=== Stated exercise ===
Copy the lines that follow, keeping every character the same.

=== Excerpted data ===

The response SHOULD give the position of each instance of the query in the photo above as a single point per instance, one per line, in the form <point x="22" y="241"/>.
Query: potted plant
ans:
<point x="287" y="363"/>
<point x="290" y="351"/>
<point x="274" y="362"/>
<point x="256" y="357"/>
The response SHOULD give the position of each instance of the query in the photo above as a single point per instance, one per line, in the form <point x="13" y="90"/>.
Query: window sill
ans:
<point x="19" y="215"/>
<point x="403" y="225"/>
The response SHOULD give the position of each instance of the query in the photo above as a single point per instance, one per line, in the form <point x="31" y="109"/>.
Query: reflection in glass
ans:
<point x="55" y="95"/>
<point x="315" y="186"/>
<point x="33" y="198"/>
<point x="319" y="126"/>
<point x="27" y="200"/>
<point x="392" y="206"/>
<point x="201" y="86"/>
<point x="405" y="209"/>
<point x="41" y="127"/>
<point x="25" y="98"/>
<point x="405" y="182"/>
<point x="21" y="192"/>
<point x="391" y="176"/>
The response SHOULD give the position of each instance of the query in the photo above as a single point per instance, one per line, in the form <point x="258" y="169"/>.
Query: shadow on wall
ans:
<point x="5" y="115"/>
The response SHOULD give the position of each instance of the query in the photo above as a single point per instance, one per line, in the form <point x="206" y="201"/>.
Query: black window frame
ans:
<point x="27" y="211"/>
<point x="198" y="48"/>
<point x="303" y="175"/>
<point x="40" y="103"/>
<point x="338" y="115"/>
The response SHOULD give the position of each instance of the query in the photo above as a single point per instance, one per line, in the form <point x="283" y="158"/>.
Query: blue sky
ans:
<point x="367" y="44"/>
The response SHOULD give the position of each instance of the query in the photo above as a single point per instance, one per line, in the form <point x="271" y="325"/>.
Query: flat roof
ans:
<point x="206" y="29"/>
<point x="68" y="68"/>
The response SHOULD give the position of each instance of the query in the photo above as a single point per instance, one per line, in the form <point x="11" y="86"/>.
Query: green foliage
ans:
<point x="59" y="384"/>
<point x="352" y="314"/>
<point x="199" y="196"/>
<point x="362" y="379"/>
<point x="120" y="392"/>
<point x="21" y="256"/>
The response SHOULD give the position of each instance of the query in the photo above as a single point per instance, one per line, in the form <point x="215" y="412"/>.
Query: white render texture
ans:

=== Complete answer ===
The response SHOULD give the position of each instance of the query in the photo above as a single point per instance, one per line, in the form <point x="22" y="241"/>.
Query: potted plant
ans:
<point x="287" y="363"/>
<point x="290" y="351"/>
<point x="274" y="362"/>
<point x="256" y="357"/>
The response SHOULD give the position of each instance of the query in the photo above as a single point per instance, one per line, in the form <point x="13" y="90"/>.
Query: window sill
ans:
<point x="19" y="215"/>
<point x="403" y="225"/>
The response SHOULD give the position of each instance of the query in the photo above as a single point per instance, one per line, in the form <point x="31" y="109"/>.
Query: reflection in glass
ans:
<point x="55" y="95"/>
<point x="315" y="186"/>
<point x="33" y="198"/>
<point x="319" y="126"/>
<point x="27" y="200"/>
<point x="392" y="206"/>
<point x="201" y="86"/>
<point x="405" y="209"/>
<point x="41" y="127"/>
<point x="25" y="98"/>
<point x="405" y="182"/>
<point x="21" y="192"/>
<point x="391" y="176"/>
The response SHOULD give the position of each instance of the query in the photo above as a single point per instance, one per line, in the form <point x="258" y="169"/>.
Query: shadow on wall
ans:
<point x="5" y="115"/>
The response SHOULD give the position of each instance of the query in the photo above as a single point per instance, one per line, in the form <point x="206" y="201"/>.
Query: black window frame
ans:
<point x="27" y="211"/>
<point x="198" y="48"/>
<point x="303" y="175"/>
<point x="40" y="103"/>
<point x="338" y="115"/>
The response SHOULD give the position of each instance of the query in the photo above as a single point per instance, one per line, in the form <point x="283" y="158"/>.
Query: blue sky
ans:
<point x="367" y="44"/>
The response SHOULD give the position of each instance of the query in the photo above as a single point per instance, one per line, in the form <point x="271" y="325"/>.
Query: flat roof
ans:
<point x="206" y="29"/>
<point x="68" y="68"/>
The response SHOULD give the position of each instance of the query in the photo above as a single point per instance, one per line, in the form <point x="11" y="86"/>.
Query: green foliage
ans:
<point x="59" y="384"/>
<point x="352" y="314"/>
<point x="199" y="196"/>
<point x="362" y="379"/>
<point x="120" y="392"/>
<point x="21" y="256"/>
The response SHOULD give the position of each instance of the query in the photo above as a single point per instance, one per line, in the form <point x="215" y="412"/>.
Query: white render texture
ans:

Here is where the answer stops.